## WHAT YOU HAVE TO DO
Please quote every row below word for word.
┏━━
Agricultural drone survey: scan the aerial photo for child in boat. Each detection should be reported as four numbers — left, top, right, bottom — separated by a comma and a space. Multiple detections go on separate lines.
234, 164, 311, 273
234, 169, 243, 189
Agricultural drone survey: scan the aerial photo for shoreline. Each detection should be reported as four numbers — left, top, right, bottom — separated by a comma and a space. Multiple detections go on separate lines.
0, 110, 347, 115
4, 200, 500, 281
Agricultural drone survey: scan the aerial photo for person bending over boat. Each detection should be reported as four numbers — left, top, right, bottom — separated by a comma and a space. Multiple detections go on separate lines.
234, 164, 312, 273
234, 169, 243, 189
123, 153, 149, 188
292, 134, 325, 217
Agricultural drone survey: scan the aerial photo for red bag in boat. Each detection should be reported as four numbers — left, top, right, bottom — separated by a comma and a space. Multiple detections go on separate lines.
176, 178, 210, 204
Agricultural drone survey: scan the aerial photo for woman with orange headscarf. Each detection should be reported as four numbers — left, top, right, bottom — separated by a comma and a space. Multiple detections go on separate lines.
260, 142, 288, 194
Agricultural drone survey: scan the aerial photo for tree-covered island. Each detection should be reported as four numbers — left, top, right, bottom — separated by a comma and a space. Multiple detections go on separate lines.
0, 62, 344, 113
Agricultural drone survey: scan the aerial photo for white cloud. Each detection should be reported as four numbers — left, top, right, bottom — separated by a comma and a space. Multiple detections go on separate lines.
┗━━
## CORRECT RESPONSE
Agricultural drone survey: scan the aerial photo for child in boat. Each detection should be reported as four numbers — left, top, right, bottom — separated by a comma and a space. Multiple detections go on separate lines.
234, 164, 311, 273
234, 169, 243, 189
Agricultural drone survey: scan the aerial photo for shoreline. Each detection should be reported as four numbers — left, top, right, bottom — separated by a comma and a space. Multiple detections go on separate lines.
0, 110, 347, 115
4, 200, 500, 281
Agricultural drone survey: scan the aerial photo for person bending over boat. Each detection should be reported as four numbers — left, top, right, bottom — separated by a comma and a space. Multiple detections go on separate lines.
234, 164, 312, 273
234, 169, 243, 189
123, 153, 149, 188
292, 134, 325, 217
Agricultural drone survey: scan the aerial photo for red bag in boat. Each detection should be reported as four numbers — left, top, right, bottom — separated by a comma and a space. Multiple detections go on separate lines.
176, 178, 210, 204
Agricultural drone survey: scan the aerial photo for woman with orange headscarf. Each detection should be reported as four numbers — left, top, right, bottom — separated by a comma and a space. Multiple detections go on separate lines.
260, 142, 288, 194
Agricultural drone survey: scan the aerial photo for tree-covered island. Each detection should be reported as four numbers — left, top, right, bottom — separated by a comma and a space. Multiple detections go on separate lines.
0, 62, 344, 113
Agricultural drone survey: scan the aerial photo for white cloud. Each detection should be reported as four numbers — left, top, right, bottom — separated by a comma and a space. Multiple detections go on separate lines.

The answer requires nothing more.